*Exercise brief*. Switch each "wooden" to "timber" in the stretch from the line containing "Would you be so kind as to point out the weathered" through the end of the records, and write that stretch out again with nothing else changed.

*Records from a dataset*.
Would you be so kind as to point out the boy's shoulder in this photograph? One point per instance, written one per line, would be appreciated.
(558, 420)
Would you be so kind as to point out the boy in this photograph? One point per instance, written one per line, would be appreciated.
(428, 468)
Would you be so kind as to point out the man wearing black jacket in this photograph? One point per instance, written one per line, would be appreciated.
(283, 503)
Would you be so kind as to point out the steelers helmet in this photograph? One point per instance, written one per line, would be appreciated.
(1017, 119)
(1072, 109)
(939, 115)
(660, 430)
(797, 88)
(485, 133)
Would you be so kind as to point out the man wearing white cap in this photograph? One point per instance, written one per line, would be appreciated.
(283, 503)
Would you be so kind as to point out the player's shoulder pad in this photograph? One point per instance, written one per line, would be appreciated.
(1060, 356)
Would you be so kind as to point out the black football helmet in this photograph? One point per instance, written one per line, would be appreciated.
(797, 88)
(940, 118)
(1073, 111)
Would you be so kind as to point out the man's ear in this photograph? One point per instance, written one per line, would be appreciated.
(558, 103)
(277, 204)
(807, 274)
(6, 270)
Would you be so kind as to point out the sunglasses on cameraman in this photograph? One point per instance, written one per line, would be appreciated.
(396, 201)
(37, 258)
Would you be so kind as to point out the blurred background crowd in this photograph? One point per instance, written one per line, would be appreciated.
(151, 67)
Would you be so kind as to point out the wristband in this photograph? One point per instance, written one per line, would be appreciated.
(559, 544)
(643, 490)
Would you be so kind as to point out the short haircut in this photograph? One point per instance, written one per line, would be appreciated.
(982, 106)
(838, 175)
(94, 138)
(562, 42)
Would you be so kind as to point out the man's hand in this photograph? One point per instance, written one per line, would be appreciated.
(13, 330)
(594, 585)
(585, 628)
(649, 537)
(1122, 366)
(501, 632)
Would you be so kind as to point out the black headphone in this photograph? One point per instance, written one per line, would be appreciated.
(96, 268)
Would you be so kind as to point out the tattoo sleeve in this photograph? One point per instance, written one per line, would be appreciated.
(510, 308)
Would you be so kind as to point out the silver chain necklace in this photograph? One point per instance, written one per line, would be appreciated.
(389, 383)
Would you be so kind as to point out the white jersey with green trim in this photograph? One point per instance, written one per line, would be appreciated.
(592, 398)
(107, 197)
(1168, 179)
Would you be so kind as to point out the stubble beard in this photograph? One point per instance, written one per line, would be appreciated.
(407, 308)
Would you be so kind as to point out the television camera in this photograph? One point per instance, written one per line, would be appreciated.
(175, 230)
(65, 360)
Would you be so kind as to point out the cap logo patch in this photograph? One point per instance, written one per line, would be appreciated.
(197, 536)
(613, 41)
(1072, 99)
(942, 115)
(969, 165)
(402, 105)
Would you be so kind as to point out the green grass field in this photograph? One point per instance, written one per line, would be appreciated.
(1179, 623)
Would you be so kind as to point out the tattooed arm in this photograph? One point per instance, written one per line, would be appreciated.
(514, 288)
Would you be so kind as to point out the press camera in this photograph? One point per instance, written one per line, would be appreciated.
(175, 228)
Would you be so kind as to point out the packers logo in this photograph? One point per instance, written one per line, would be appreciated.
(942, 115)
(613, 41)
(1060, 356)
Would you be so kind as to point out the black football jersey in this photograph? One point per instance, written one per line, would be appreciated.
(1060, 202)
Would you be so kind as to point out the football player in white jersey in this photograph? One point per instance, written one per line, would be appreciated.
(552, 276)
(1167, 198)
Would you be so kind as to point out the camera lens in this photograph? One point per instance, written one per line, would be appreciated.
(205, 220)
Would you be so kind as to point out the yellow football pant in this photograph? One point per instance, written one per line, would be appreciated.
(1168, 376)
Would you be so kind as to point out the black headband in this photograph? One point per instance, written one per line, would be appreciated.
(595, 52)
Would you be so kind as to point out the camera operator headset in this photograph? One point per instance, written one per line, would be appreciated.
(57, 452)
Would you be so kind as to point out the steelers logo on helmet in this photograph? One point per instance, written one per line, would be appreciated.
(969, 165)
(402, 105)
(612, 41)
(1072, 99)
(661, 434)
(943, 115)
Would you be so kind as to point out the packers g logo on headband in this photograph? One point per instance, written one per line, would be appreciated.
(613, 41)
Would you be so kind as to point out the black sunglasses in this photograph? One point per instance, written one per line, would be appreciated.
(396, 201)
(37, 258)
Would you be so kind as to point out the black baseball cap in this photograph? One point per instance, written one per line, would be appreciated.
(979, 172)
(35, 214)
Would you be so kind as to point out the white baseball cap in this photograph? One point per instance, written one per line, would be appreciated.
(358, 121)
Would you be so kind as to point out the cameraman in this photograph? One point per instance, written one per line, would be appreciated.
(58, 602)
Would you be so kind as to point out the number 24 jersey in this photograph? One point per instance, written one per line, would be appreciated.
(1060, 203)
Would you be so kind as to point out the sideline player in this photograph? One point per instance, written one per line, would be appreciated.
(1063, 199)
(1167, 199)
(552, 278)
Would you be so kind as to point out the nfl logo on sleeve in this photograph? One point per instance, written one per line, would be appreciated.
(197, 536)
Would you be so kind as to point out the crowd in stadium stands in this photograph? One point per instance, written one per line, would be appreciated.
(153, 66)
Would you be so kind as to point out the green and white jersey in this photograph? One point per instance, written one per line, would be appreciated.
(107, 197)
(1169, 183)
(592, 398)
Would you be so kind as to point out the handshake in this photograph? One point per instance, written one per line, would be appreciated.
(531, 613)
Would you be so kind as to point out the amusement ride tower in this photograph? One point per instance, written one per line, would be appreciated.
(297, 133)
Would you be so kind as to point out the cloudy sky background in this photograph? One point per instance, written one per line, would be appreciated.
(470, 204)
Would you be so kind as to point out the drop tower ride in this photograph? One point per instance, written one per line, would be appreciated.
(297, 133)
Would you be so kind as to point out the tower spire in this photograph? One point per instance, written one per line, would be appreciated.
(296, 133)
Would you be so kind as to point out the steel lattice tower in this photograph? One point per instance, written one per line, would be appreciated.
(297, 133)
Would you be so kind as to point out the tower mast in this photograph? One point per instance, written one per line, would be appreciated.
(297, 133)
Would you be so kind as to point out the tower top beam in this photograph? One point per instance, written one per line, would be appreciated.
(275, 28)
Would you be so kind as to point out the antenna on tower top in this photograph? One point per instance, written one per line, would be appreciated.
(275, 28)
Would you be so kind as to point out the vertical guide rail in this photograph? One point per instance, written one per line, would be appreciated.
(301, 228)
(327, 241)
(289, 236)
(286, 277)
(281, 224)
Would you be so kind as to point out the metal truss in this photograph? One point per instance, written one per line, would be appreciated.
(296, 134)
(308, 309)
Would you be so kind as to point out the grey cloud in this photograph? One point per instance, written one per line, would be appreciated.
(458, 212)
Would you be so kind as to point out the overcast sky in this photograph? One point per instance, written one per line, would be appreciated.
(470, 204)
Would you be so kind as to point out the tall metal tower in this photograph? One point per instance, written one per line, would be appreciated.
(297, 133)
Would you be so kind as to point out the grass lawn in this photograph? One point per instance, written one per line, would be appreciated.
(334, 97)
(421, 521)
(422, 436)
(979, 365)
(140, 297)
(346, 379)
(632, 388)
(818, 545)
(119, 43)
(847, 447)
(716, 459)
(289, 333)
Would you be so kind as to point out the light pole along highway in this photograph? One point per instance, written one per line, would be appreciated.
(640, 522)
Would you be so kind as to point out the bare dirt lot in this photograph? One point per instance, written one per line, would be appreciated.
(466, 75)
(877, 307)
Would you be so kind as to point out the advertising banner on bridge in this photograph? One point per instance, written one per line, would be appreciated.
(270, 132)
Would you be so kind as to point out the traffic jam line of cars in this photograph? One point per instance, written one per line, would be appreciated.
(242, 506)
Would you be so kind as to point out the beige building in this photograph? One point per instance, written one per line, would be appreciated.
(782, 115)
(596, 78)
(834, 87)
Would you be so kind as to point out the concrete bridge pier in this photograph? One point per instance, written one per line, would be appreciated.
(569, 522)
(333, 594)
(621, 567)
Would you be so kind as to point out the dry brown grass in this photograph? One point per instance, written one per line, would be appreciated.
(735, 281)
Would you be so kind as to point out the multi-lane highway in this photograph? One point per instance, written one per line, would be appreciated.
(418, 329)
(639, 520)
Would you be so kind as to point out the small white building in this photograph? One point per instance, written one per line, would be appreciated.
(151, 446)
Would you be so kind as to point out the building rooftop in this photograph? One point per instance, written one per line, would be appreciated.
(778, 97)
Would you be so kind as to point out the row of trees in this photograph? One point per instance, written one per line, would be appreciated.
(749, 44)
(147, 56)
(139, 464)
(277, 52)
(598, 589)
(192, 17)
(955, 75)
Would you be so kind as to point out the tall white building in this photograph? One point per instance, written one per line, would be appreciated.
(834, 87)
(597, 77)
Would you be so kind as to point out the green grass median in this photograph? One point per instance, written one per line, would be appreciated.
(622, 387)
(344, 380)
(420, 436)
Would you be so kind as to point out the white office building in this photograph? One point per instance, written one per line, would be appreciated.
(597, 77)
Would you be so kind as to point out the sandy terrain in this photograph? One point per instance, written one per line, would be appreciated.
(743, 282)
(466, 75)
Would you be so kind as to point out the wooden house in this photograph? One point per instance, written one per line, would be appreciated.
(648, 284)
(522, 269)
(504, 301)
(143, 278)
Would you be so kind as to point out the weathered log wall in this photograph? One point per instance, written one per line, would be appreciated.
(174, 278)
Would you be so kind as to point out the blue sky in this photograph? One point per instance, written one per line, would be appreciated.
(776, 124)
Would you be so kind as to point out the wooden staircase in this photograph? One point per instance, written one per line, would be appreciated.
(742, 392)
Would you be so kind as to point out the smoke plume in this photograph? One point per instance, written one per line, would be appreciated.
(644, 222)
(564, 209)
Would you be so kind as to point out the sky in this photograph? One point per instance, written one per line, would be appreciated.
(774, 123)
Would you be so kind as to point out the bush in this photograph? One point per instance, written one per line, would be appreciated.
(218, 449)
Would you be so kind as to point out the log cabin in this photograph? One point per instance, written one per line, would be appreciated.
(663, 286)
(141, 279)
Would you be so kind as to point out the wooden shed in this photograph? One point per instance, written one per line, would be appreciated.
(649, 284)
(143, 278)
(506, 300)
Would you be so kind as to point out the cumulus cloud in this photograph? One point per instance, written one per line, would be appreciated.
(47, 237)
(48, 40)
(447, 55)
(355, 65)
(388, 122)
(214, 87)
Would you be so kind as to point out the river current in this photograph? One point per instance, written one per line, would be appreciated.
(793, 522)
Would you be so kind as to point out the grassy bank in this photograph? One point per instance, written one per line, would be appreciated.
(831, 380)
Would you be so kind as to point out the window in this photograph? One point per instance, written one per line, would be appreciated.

*Result of the exercise*.
Would you be so kind as to point out the weathered log wall in this photograph? One point per instance, written one per line, would be appreciated.
(174, 278)
Would you be so kind as to point out the blue sky in this photograph? One point per instance, written one per line, would be appreciated.
(776, 124)
Would you be so kind as to point out the timber staircase in this photograph? One point per instance, written one per line, would be appreciated.
(742, 392)
Would you be so kind as to point out the smoke plume in this photograph? One point per instance, written one per line, would be appreciated.
(644, 222)
(564, 209)
Would you be so kind as to point out the sky in this photograph? One point per instance, written one per line, would be appreciated.
(774, 123)
Would you be so kind as to point out the bush in this photograph? One point per instance, written one per line, would be appreciated.
(218, 449)
Would you be so kind as to point out the log cabin in this photograph? One point per instance, written one per line, would be appreciated.
(663, 286)
(141, 279)
Would you be so kind as to point out the timber shed in this photograph? One point per instance, written one per line, would be appreciated.
(649, 284)
(143, 278)
(506, 300)
Would you be so kind as to point out the cumulus cloud in this photograph? One point per instance, written one per line, would be appreciated.
(47, 237)
(48, 40)
(447, 55)
(355, 65)
(388, 122)
(214, 87)
Would you be so kind as to point out the river current in this photograph? One point per instance, written one per line, would be appreciated.
(793, 522)
Would you be so kind as to point out the grassy bank in this photograph? One point per instance, written one per line, would be appreciated.
(831, 380)
Would you be so kind as to point out the window in this photograph? One point per instance, written one per line, would be appreciated.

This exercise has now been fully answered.